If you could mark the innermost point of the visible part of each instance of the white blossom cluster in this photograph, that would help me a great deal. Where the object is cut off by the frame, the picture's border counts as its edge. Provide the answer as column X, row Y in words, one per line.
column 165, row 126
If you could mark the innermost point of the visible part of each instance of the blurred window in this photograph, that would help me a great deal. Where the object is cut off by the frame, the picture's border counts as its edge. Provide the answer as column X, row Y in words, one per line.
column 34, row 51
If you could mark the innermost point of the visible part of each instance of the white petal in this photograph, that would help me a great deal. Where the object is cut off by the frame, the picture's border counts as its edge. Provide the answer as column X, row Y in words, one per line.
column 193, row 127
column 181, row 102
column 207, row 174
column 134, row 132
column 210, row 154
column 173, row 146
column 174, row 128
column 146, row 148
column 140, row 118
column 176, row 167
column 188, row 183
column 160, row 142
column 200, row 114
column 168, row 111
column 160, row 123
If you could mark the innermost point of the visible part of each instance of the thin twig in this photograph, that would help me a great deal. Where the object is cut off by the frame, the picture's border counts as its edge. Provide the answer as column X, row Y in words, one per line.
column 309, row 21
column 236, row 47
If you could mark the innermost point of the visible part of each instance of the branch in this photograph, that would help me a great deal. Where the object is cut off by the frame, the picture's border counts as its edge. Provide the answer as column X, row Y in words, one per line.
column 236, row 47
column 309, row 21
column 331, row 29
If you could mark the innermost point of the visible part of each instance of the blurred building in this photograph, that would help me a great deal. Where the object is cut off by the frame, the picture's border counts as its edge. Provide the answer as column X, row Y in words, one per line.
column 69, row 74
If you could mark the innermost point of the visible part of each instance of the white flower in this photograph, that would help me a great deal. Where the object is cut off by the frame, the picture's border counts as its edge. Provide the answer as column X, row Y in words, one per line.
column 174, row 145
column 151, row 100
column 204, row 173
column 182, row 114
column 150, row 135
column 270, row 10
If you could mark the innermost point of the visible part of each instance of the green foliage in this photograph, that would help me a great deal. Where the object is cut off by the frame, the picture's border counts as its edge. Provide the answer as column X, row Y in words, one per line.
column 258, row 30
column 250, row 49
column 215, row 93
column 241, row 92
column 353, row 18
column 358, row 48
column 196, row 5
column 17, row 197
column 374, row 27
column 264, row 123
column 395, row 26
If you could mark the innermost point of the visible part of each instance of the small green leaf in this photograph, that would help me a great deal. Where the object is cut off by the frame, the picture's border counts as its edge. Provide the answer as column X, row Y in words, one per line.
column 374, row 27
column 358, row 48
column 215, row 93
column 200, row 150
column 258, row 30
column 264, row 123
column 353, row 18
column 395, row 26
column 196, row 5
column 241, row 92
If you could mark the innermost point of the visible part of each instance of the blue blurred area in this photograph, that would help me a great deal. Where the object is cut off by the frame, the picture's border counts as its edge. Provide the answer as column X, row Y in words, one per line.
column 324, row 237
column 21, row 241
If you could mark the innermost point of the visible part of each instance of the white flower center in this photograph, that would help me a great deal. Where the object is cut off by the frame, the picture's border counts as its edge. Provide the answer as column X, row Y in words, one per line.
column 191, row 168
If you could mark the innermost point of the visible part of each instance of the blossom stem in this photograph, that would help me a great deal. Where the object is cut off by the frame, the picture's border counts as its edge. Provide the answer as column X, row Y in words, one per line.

·····

→ Task to carry out:
Could you update all of the records above, replacing each "photograph" with "image" and leaving everything else as it is?

→ Solution for this task:
If you could mark the innermost point of the visible part of each instance of the white blossom cluster in this image, that would help me a great deal. Where the object is cut off by the frame, the picture's border counts as its edge. Provide the answer as column X, row Y in words, one per line.
column 165, row 126
If you could mark the innermost point of the visible part of each instance of the blurred window in this image, that would help me a great deal. Where the object is cut off by the frame, the picture's border counts as its edge. Provide the answer as column X, row Y in words, one per line.
column 34, row 51
If you could mark the innermost point of the visible part of each instance of the white petal in this image, that would help me a great deal. Where the object is cut off by the frame, the picture's border counts as its edge. Provide the answer as column X, row Y in words, one per line.
column 193, row 127
column 181, row 102
column 207, row 174
column 134, row 132
column 210, row 154
column 173, row 146
column 174, row 128
column 146, row 148
column 140, row 118
column 176, row 167
column 188, row 183
column 160, row 142
column 200, row 114
column 168, row 111
column 160, row 123
If you could mark the innermost point of the visible part of each instance of the thin twig in this image, that would help me a great deal. Where the object is cut off by the frame, the picture's border counts as its edge. Provide the answer as column X, row Y in words, one per line.
column 309, row 21
column 236, row 47
If you could mark the innermost point of the visible part of each instance of the branch in this image, that would help me a great deal. Where the object is cut off by the frame, the picture's border counts as its edge. Provide the answer as column X, row Y in words, one per line.
column 236, row 47
column 309, row 21
column 331, row 29
If you could mark the innermost point of the visible part of each instance of the blurred building in this image, that would help me a great deal. Where the object is cut off by the frame, the picture's border counts as its edge. Provide the answer as column X, row Y in words, one per line.
column 69, row 74
If you could mark the innermost point of the visible part of each instance of the white flower in this image, that would help me a great deal. Where the object is cut off by the frame, the picture's border counts as its edge. Provide the answer as column X, row Y in words, one per line.
column 174, row 145
column 151, row 100
column 204, row 173
column 182, row 114
column 150, row 135
column 270, row 10
If you could mark the innermost point of the visible part of each instance of the green foliage in this image, that would help me a great deal. Where the object is cut off by the frame, the picture's border counts as its edge. Provide the answer as column X, row Y in words, one per line.
column 258, row 30
column 250, row 49
column 215, row 93
column 241, row 92
column 353, row 18
column 358, row 48
column 196, row 5
column 17, row 197
column 374, row 27
column 264, row 123
column 395, row 26
If you could mark the innermost point of the visible part of each instance of the small green leaf in this image, that would help me a great deal. Where the object is cut off by the frame, the picture's border counts as its edge. Provide the answer as column X, row Y in words, one per line.
column 374, row 27
column 358, row 48
column 215, row 93
column 200, row 150
column 258, row 30
column 264, row 123
column 353, row 18
column 395, row 26
column 196, row 5
column 241, row 92
If you could mark the innermost point of the visible part of each instance of the blue blurred area in this image, that would help me a great deal. Where the object is cut off by the frame, the picture's border counts as its edge. Provide the answer as column X, row Y in words, one per line.
column 324, row 237
column 21, row 241
If you could mark the innermost point of the visible part of each instance of the white flower center in this image, that would help me a great deal. Where the object is cut off by the frame, the picture's border counts as its edge. Provide the answer as column X, row Y in words, one per line.
column 191, row 168
If you could mark the innermost point of the visible part of each instance of the blossom stem in this image, that would help me a great deal. Where the object is cut off by the frame, the picture's border counts as its edge. Provide the answer as column X, row Y in words, one per line.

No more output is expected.